---- Exercise inputs

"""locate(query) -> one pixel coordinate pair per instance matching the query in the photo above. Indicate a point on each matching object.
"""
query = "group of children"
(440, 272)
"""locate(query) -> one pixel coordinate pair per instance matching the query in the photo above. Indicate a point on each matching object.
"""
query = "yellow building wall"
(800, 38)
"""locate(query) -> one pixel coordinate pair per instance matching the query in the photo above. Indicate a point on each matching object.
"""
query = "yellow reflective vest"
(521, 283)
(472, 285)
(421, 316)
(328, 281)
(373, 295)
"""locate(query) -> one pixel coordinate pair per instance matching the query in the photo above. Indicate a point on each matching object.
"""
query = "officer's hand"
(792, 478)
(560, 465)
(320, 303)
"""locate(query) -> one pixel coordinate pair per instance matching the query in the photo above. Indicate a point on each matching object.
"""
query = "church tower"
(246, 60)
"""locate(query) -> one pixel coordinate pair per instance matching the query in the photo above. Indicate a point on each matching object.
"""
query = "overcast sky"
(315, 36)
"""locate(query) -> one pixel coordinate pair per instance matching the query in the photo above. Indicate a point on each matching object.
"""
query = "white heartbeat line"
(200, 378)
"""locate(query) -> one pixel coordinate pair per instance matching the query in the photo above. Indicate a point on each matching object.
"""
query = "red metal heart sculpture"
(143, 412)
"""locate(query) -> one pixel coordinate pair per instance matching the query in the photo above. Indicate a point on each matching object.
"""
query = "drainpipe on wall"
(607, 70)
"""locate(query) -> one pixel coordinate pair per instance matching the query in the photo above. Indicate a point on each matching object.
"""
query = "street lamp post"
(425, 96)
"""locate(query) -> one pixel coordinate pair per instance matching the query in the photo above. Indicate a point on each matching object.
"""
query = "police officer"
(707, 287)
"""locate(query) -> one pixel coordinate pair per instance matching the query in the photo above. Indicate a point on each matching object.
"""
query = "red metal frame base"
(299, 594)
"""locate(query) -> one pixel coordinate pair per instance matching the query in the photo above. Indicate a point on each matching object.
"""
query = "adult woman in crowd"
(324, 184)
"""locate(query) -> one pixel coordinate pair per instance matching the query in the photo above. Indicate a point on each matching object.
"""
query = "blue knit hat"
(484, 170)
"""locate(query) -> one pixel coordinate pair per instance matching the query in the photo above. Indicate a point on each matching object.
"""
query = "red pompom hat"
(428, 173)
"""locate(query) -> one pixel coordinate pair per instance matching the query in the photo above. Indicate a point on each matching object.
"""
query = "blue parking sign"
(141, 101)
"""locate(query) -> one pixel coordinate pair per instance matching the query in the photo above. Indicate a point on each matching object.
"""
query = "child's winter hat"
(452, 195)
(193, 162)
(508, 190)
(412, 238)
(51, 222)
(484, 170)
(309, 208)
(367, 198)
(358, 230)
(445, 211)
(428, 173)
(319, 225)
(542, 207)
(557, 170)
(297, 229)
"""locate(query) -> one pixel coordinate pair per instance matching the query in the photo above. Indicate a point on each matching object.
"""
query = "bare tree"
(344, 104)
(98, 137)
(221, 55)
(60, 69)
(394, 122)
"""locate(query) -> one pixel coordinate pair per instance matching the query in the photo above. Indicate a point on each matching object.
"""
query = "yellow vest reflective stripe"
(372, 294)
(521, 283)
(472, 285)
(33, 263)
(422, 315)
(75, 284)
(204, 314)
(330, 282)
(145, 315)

--------

**Aim**
Find each line in the dataset entries that contains the word "wall" and copy those lines.

**Response below**
query = "yellow building wall"
query = "drainpipe on wall"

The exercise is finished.